• Trecho do documento
━━━━━━━━

Sexta-feira é dia de faxina na casa de Fernanda Takai, em Belo Horizonte, onde ela e sua família se isolaram desde março, com a chegada da pandemia de Covid-19 ao Brasil. Desde então, ela divide as atividades da casa com o marido, John Ulhoa, e a filha, Nina, mas a última sexta, dia 10 de julho, foi diferente. "Eu já avisei que hoje não vou fazer faxina porque quero acompanhar a repercussão do disco, conversar com pessoas e ver as reações delas. É gostoso ver que o disco que fizemos durante esses três meses está chegando às pessoas", conta, em entrevista por telefone.
"Será Que Você Vai Acreditar", novo disco solo de Fernanda, acaba de chegar às plataformas de streaming e, mesmo não tendo sido feito pensando nisso, dialoga diretamente com o momento que o mundo vive. O disco abre com "Terra Plana", de autoria de John, que também tocou todos os instrumentos do álbum. "Se alguém te contar que a Terra é plana e não dá pro espaço viajar. Será que você vai acreditar? Não pode ser, onde é que eu errei? Como é que isso foi acontecer?", canta Fernanda, com sua singela voz sobre arranjos riquíssimos de John .A música, lançada em forma de lyric vídeo desde maio, se tornou alvo da ira de.... terraplanistas. "Tem quase três mil comentários enlouquecidos", lembra a cantora.
A música, apesar do título, não é panfletária ou algo do tipo, apenas um convite à reflexão, algo que se estende por todo o disco, que traz canções de amor e empatia. "Será Que Você Vai Acreditar?" mistura canções de Fernanda a outras escritas por John e também tem alguns covers escolhidos a dedo: de "One Day in Your Life", famosa na voz de Michael Jackson, a "Love is a Losing Game", de Amy Winehouse. A lista ainda tem a belíssima "Não Esqueça", de Nico Nicolaiewsky.
Em duas músicas escritas, ela recebe convidadas que a ajudaram a compor. Em "O Amor em Tempos de Cólera" divide as vozes com Virginie Boutaud, ex-Metrô. Já em "Love Song", quem aparece é Maki Nomiya, da banda japonesa Pizzicato Five, uma das grandes referências musicais do Pato Fu. "Uma ídola de tão longe, lá do outro lado do mundo, hoje faz música comigo", brinca.
O disco, como um todo, é agradável, aconchegante e traz uma sonoridade que se aproxima do Pato Fu, se distanciando um pouco da pegada de bossa nova que Fernanda Takai vinha seguindo nos últimos trabalhos. Na entrevista abaixo, a cantora mineira fala sobre música, arte, pandemia, terraplanistas e posicionamentos políticos. Confira.
Primeiro queria saber como está sendo esse período de isolamento pra vocês em casa? O disco já estava nos planos ou foi algo que surgiu durante a quarentena?

━━━━━━━━

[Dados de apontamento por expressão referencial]
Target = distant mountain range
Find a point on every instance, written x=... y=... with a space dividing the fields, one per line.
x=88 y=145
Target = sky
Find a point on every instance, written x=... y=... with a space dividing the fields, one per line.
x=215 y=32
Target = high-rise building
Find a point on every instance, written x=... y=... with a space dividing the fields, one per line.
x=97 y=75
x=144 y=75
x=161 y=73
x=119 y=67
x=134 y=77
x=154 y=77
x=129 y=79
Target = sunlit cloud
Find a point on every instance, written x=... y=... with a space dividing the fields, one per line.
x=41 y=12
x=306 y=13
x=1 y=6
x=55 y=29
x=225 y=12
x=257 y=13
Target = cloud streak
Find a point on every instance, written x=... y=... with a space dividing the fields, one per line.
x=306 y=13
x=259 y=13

━━━━━━━━

• Tarefa 1
Transcreva, na matéria sobre o novo disco de Fernanda Takai, a parte que abre com as palavras contendo "A música, apesar" e fecha com "de Nico Nicolaiewsky.".
• Tarefa 2
Segundo a matéria sobre o novo disco de Fernanda Takai, quem tocou todos os instrumentos do álbum?

• Resposta 1
A música, apesar do título, não é panfletária ou algo do tipo, apenas um convite à reflexão, algo que se estende por todo o disco, que traz canções de amor e empatia. "Será Que Você Vai Acreditar?" mistura canções de Fernanda a outras escritas por John e também tem alguns covers escolhidos a dedo: de "One Day in Your Life", famosa na voz de Michael Jackson, a "Love is a Losing Game", de Amy Winehouse. A lista ainda tem a belíssima "Não Esqueça", de Nico Nicolaiewsky.

• Resposta 2
John Ulhoa, marido de Fernanda Takai.